--- start of PROVIDED RECORDS ---
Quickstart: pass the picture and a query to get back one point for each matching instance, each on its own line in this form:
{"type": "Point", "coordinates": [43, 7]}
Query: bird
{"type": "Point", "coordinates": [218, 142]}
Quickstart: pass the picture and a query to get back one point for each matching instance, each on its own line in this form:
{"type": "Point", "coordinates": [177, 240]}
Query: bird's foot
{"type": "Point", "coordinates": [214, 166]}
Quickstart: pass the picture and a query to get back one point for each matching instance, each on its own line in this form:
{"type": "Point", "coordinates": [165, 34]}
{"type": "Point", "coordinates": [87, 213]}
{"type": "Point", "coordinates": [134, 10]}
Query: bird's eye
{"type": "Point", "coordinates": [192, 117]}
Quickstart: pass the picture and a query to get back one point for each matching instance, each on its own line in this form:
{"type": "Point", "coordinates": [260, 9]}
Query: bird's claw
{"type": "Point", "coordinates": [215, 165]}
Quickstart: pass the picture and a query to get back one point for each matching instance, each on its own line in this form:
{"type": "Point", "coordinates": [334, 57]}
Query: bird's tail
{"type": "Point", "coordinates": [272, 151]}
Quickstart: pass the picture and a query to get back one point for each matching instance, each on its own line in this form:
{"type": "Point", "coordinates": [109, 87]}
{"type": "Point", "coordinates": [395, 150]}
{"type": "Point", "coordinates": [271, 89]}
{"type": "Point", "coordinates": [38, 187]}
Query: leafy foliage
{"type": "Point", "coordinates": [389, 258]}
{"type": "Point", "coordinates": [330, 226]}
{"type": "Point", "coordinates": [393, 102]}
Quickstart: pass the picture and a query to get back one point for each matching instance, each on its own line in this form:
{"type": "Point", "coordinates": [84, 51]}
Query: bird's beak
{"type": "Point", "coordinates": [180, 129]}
--- end of PROVIDED RECORDS ---
| AIM OF THE EXERCISE |
Rewrite all the rows above with "picture" swapped for "image" wherever it appears, keeping everything else the same.

| REPLY |
Quickstart: pass the image and a query to get back one point for each matching instance, each on its own line in this form:
{"type": "Point", "coordinates": [43, 7]}
Query: bird
{"type": "Point", "coordinates": [218, 142]}
Quickstart: pass the image and a query to get back one point for each matching instance, each on its own line in this form:
{"type": "Point", "coordinates": [177, 240]}
Query: bird's foot
{"type": "Point", "coordinates": [214, 166]}
Quickstart: pass the image and a query to get back one point for each matching instance, each on its own line in this form:
{"type": "Point", "coordinates": [165, 34]}
{"type": "Point", "coordinates": [87, 213]}
{"type": "Point", "coordinates": [134, 10]}
Query: bird's eye
{"type": "Point", "coordinates": [192, 117]}
Quickstart: pass the image and a query to get back one point for each matching instance, each on its own line in this form:
{"type": "Point", "coordinates": [260, 9]}
Query: bird's claw
{"type": "Point", "coordinates": [215, 165]}
Quickstart: pass the image and a query to get back one point for each matching instance, each on its own line in this form:
{"type": "Point", "coordinates": [334, 57]}
Query: bird's tail
{"type": "Point", "coordinates": [272, 151]}
Quickstart: pass the image and a query to get back one point for each matching instance, each on its own line in this form:
{"type": "Point", "coordinates": [109, 87]}
{"type": "Point", "coordinates": [395, 150]}
{"type": "Point", "coordinates": [271, 89]}
{"type": "Point", "coordinates": [38, 187]}
Query: leafy foliage
{"type": "Point", "coordinates": [389, 258]}
{"type": "Point", "coordinates": [330, 226]}
{"type": "Point", "coordinates": [393, 102]}
Quickstart: pass the image and a query to get back one point for each matching instance, each on its own line in this form:
{"type": "Point", "coordinates": [84, 51]}
Query: bird's beak
{"type": "Point", "coordinates": [180, 129]}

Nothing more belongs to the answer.